§ What is being asked: Print word for word the first line of the listing below and every line after it, through the line with "point: statue on". Leave out the pictures and the rest.

§ Data provided:
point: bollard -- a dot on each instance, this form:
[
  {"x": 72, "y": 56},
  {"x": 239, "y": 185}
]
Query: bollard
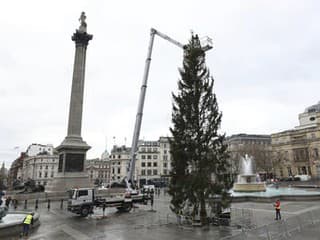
[{"x": 37, "y": 201}]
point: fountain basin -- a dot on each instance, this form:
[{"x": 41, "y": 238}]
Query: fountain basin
[
  {"x": 11, "y": 224},
  {"x": 271, "y": 194},
  {"x": 249, "y": 187}
]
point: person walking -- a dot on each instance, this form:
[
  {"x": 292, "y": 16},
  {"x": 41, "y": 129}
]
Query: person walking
[
  {"x": 277, "y": 208},
  {"x": 26, "y": 224},
  {"x": 8, "y": 201}
]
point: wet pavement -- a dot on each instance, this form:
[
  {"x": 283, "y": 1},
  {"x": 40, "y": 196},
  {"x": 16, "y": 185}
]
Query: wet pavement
[{"x": 142, "y": 223}]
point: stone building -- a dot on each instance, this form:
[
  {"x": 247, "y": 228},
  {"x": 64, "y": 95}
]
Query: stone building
[
  {"x": 16, "y": 169},
  {"x": 153, "y": 161},
  {"x": 296, "y": 151},
  {"x": 42, "y": 168},
  {"x": 257, "y": 146},
  {"x": 98, "y": 169}
]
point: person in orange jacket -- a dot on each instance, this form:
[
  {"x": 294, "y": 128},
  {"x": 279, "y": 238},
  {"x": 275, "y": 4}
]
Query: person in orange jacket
[{"x": 277, "y": 208}]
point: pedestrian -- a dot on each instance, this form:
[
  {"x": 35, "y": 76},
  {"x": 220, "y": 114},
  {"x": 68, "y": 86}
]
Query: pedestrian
[
  {"x": 15, "y": 203},
  {"x": 8, "y": 200},
  {"x": 1, "y": 195},
  {"x": 277, "y": 208},
  {"x": 26, "y": 224},
  {"x": 103, "y": 209}
]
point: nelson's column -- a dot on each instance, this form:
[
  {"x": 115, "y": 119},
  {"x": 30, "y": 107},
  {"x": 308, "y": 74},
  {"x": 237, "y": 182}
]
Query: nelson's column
[{"x": 72, "y": 151}]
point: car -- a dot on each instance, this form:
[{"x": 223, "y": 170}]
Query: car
[{"x": 147, "y": 188}]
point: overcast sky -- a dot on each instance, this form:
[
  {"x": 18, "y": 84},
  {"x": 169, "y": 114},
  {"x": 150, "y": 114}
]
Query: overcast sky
[{"x": 265, "y": 63}]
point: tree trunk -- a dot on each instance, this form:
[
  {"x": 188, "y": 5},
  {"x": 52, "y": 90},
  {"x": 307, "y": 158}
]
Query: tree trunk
[{"x": 203, "y": 212}]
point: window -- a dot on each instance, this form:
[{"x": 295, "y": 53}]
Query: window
[
  {"x": 82, "y": 193},
  {"x": 304, "y": 170}
]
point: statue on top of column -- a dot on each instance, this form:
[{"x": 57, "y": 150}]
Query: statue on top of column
[{"x": 83, "y": 24}]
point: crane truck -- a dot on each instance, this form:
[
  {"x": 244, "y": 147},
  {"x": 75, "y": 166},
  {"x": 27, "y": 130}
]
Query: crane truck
[
  {"x": 83, "y": 200},
  {"x": 206, "y": 44}
]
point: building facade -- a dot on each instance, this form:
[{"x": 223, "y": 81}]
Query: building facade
[
  {"x": 296, "y": 151},
  {"x": 98, "y": 170},
  {"x": 153, "y": 161},
  {"x": 257, "y": 146},
  {"x": 41, "y": 168}
]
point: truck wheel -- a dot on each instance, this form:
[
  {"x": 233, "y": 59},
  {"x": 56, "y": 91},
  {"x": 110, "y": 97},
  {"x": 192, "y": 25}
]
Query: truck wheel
[
  {"x": 84, "y": 212},
  {"x": 125, "y": 207}
]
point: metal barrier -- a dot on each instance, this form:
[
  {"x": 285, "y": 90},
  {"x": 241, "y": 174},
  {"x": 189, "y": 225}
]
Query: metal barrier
[{"x": 281, "y": 229}]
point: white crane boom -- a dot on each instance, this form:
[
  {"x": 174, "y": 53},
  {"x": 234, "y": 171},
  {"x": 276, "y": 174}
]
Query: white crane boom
[{"x": 134, "y": 145}]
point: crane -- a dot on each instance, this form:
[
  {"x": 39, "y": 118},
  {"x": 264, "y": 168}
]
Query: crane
[{"x": 206, "y": 45}]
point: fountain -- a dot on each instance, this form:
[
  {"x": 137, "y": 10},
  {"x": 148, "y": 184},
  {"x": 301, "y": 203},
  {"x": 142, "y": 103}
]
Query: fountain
[{"x": 248, "y": 180}]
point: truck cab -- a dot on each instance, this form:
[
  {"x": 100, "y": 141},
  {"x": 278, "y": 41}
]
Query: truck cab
[{"x": 81, "y": 201}]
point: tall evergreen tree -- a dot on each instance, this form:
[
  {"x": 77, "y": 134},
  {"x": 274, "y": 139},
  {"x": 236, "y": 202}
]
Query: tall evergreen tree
[{"x": 199, "y": 157}]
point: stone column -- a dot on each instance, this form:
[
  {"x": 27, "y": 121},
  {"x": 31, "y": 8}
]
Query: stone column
[{"x": 72, "y": 151}]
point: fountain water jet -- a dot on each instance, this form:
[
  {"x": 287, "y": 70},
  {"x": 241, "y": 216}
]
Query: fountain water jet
[{"x": 247, "y": 179}]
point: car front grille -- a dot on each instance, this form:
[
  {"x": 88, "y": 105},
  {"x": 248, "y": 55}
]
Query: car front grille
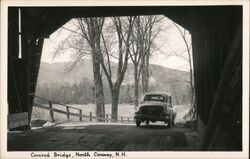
[{"x": 151, "y": 110}]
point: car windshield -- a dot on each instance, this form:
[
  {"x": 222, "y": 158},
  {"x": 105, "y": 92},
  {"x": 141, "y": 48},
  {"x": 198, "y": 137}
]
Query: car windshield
[{"x": 154, "y": 97}]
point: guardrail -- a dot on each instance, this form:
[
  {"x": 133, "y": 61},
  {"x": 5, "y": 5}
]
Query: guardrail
[{"x": 108, "y": 117}]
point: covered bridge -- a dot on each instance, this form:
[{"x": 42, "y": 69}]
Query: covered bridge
[{"x": 217, "y": 58}]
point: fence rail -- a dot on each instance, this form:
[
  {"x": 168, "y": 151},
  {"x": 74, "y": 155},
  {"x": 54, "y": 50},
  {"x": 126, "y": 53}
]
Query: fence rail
[{"x": 107, "y": 118}]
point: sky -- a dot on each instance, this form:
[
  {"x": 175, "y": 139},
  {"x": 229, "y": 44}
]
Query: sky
[{"x": 169, "y": 40}]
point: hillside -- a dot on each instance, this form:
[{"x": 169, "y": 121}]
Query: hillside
[{"x": 161, "y": 79}]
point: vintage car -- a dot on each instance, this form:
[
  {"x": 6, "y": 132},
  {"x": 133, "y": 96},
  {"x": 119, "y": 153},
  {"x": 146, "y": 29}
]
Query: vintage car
[{"x": 156, "y": 106}]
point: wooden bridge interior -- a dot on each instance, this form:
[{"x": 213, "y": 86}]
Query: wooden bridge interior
[{"x": 217, "y": 58}]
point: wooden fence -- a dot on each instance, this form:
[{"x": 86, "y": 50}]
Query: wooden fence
[{"x": 108, "y": 117}]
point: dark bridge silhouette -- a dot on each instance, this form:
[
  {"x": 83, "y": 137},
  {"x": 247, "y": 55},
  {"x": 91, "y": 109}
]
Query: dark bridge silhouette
[{"x": 217, "y": 59}]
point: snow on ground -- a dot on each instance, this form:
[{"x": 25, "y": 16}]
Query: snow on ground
[{"x": 126, "y": 110}]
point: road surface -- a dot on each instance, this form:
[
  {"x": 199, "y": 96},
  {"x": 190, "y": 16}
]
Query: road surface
[{"x": 76, "y": 136}]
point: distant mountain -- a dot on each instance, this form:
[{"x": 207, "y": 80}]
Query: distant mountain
[{"x": 161, "y": 78}]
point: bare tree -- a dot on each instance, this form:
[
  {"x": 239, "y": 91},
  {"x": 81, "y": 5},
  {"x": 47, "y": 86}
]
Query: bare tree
[
  {"x": 91, "y": 30},
  {"x": 123, "y": 32},
  {"x": 142, "y": 41}
]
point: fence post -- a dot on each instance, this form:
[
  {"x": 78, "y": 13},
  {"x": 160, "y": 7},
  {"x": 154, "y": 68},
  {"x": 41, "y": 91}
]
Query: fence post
[
  {"x": 80, "y": 117},
  {"x": 51, "y": 112},
  {"x": 90, "y": 116},
  {"x": 67, "y": 112}
]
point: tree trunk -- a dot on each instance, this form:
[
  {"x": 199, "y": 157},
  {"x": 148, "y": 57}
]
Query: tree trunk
[
  {"x": 115, "y": 100},
  {"x": 100, "y": 108},
  {"x": 145, "y": 73},
  {"x": 136, "y": 82}
]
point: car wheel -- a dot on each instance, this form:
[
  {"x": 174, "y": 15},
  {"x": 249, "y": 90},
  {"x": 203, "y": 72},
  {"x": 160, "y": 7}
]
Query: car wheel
[{"x": 138, "y": 123}]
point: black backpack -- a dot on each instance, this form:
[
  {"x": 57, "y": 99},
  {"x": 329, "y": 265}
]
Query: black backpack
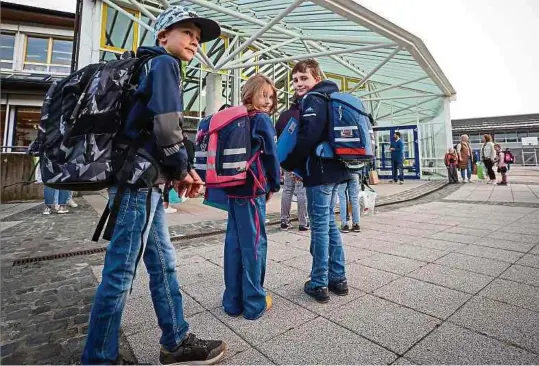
[{"x": 79, "y": 143}]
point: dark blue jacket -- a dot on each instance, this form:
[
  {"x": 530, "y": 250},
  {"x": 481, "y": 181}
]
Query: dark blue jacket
[
  {"x": 397, "y": 155},
  {"x": 157, "y": 104},
  {"x": 262, "y": 140},
  {"x": 314, "y": 129}
]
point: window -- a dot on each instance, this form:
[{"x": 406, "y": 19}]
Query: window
[
  {"x": 26, "y": 124},
  {"x": 48, "y": 55},
  {"x": 6, "y": 51}
]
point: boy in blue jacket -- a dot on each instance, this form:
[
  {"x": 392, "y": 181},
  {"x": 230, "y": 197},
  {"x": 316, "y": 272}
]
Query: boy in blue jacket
[
  {"x": 321, "y": 177},
  {"x": 157, "y": 108}
]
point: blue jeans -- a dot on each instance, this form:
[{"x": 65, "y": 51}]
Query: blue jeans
[
  {"x": 352, "y": 186},
  {"x": 160, "y": 259},
  {"x": 468, "y": 169},
  {"x": 50, "y": 196},
  {"x": 398, "y": 166},
  {"x": 245, "y": 258},
  {"x": 326, "y": 243}
]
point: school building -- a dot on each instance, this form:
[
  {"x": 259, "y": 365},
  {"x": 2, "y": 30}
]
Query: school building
[{"x": 518, "y": 133}]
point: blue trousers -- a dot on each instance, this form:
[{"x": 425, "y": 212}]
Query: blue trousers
[
  {"x": 326, "y": 242},
  {"x": 160, "y": 260},
  {"x": 245, "y": 257}
]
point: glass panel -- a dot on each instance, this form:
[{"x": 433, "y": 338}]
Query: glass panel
[
  {"x": 35, "y": 67},
  {"x": 119, "y": 30},
  {"x": 26, "y": 124},
  {"x": 511, "y": 137},
  {"x": 6, "y": 50},
  {"x": 37, "y": 50},
  {"x": 61, "y": 52}
]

§ Reply:
point: bollard -- a dot on each instance, this form:
[
  {"x": 72, "y": 56},
  {"x": 239, "y": 185}
]
Query: bollard
[{"x": 37, "y": 201}]
point: fountain basin -- a dot on each instance, this form:
[{"x": 41, "y": 238}]
Query: fountain basin
[
  {"x": 11, "y": 224},
  {"x": 271, "y": 194},
  {"x": 249, "y": 187}
]
point: person walking -- a dot on each instance, this form:
[
  {"x": 292, "y": 16},
  {"x": 41, "y": 129}
]
Query: person walking
[
  {"x": 277, "y": 208},
  {"x": 26, "y": 224},
  {"x": 8, "y": 201}
]
point: wet pavement -- a dot on each instance, this form:
[
  {"x": 283, "y": 1},
  {"x": 40, "y": 196},
  {"x": 16, "y": 185}
]
Query: wet pavement
[{"x": 142, "y": 223}]
point: stone building -- a dot on each instance, this form:
[
  {"x": 247, "y": 228},
  {"x": 64, "y": 95}
]
Query: stone building
[
  {"x": 16, "y": 169},
  {"x": 153, "y": 161},
  {"x": 296, "y": 151},
  {"x": 42, "y": 168},
  {"x": 257, "y": 146},
  {"x": 98, "y": 169}
]
point: person in orange jacket -- a dot on each instance, this form:
[
  {"x": 294, "y": 128},
  {"x": 279, "y": 238},
  {"x": 275, "y": 4}
]
Query: person in orange jacket
[{"x": 277, "y": 208}]
point: pedestrian -- a dot on each instance, this form:
[
  {"x": 35, "y": 76},
  {"x": 220, "y": 114},
  {"x": 68, "y": 86}
]
Query: pedestrian
[
  {"x": 15, "y": 203},
  {"x": 8, "y": 200},
  {"x": 1, "y": 195},
  {"x": 277, "y": 208},
  {"x": 26, "y": 224},
  {"x": 103, "y": 209}
]
point: nelson's column -- a dot on each instance, this form:
[
  {"x": 115, "y": 119},
  {"x": 30, "y": 107},
  {"x": 308, "y": 74},
  {"x": 237, "y": 182}
]
Query: nelson's column
[{"x": 72, "y": 151}]
point: car -- a dot on each instance, this form:
[{"x": 223, "y": 170}]
Query: car
[{"x": 147, "y": 188}]
point: overcast sky -- a dot on each instance, this form:
[
  {"x": 18, "y": 84},
  {"x": 169, "y": 114},
  {"x": 150, "y": 114}
]
Query: overcast sky
[{"x": 265, "y": 63}]
point: tree trunk -- a dot on each instance, this form:
[
  {"x": 188, "y": 5},
  {"x": 52, "y": 90},
  {"x": 307, "y": 158}
]
Query: tree trunk
[{"x": 203, "y": 212}]
point: window -- a dot on each instance, this form:
[{"x": 295, "y": 53}]
Query: window
[
  {"x": 82, "y": 193},
  {"x": 304, "y": 170}
]
point: statue on top of column -- a dot on each instance, this form:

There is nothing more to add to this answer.